SELECTED TEXT
────────────────────────────────────────
This previous article introduced the importance of correctly handling dates when working with time series data. In Python, there are multiple use cases and tools that must be known. This article is a continuation of the previous one, and we will explore more advanced techniques and tools to manipulate dates and datetime-related features.
Converting Strings to Datetime Objects
In Python, you can convert a string representing a date or time into a datetime object using the strptime()
function from the datetime
module. This function parses a string representing a date and/or time according to a given format and returns a datetime
object.
from datetime import datetime
date_string = "2024-02-02"
date = datetime.strptime(date_string, "%Y-%m-%d")
datetime.datetime(2024, 2, 2, 0, 0)
In the above code:
date_string
represents the date in the format'YYYY-MM-DD'
.%Y
,%m
, and%d
are format codes that represent year, month, and day respectively. These codes are used to specify the format of the input string.
Converting Datetime to Strings
Conversely, you can convert a datetime
object to a string using the strftime()
function from the datetime
module. This function formats a datetime
object into a string according to the specified format.
from datetime import datetime
date = datetime.now()
date_string = date.strftime("%Y-%m-%d")
'2024-02-09'
In this code:
date
is adatetime
object representing the current date and time.%Y-%m-%d
is the format string used instrftime()
.%Y
represents the year,%m
represents the month, and%d
represents the day.
Both of these conversions are commonly used when working with dates and times in Python, especially when dealing with input/output operations or when manipulating date/time data.
Below you can check the most common directives for formatting datetime data. You can find the rest of them here.
Directive | Meaning | Example |
%a | Abbreviated weekday name. | Sun, Mon, … |
%A | Full weekday name. | Sunday, Monday, … |
%w | Weekday as a decimal number. | 0, 1, …, 6 |
%d | Day of the month as a zero-padded decimal. | 01, 02, …, 31 |
%b | Abbreviated month name. | Jan, Feb, …, Dec |
%B | Full month name. | January, February, … |
%m | Month as a zero-padded decimal number. | 01, 02, …, 12 |
%y | Year without century as a zero-padded decimal number. | 00, 01, …, 99 |
%Y | Year with century as a decimal number. | 2013, 2019 etc. |
%H | Hour (24-hour clock) as a zero-padded decimal number. | 00, 01, …, 23 |
%I | Hour (12-hour clock) as a zero-padded decimal number. | 01, 02, …, 12 |
%p | AM or PM indicator. | AM, PM |
%M | Minute as a zero-padded decimal number. | 00, 01, …, 59 |
%S | Second as a zero-padded decimal number. | 00, 01, …, 59 |
%z | UTC offset in the form +HHMM or -HHMM. | +0000, -0400, +1030 |
%Z | Time zone name. | UTC, GMT |
Shifting and Lagging
Shifting or lagging time series data is essential in certain scenarios, especially in feature engineering, where incorporating previous values or changes as features for your model can significantly enhance predictive capabilities.
By shifting the time series data, we can create lag features that capture historical patterns and trends, providing valuable context for predictive models. This approach enables the model to learn from past behavior and make more accurate forecasts, improving overall performance and decision-making.
# Shift forward
df['forward'] = df['value'].shift(1)
# Shift backward
df['backward'] = df['value'].shift(-1)
────────────────────────────────────────
DATA SECTION
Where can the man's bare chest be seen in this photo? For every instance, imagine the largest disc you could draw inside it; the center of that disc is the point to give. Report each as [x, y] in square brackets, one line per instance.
────────────────────────────────────────
REQUIRED WORK
1. In the article on handling dates in Python, which function from the datetime module converts a string into a datetime object?
2. Pick up the article on handling dates in Python where it stops and write its next part.

SOLVED TASKS
1. The strptime() function.

2.
This is how the outcome looks when you plot it:
When performing shifting or lagging operations on time series data, it’s important to note that NaN (Not a Number) values will appear. These NaNs occur because shifting moves the data points forward or backward, leaving gaps at the beginning or end of the series where the shifted values are not defined. Handling these NaNs appropriately is crucial, as they can affect subsequent analysis or modeling processes. You can learn how to handle them below.
Differencing
Time series differencing involves computing the difference between consecutive observations in a time series. This technique is crucial, particularly in feature engineering, as it enables the creation of new features that capture changes or trends over time.
By differencing the time series data, we can remove trends and seasonality, making the series stationary and facilitating the modeling of underlying patterns. Incorporating differenced features into predictive models allows us to capture short-term fluctuations and changes in the data, improving their ability to forecast future values accurately.
# Difference with the previous value
df['diff'] = df['value'].diff()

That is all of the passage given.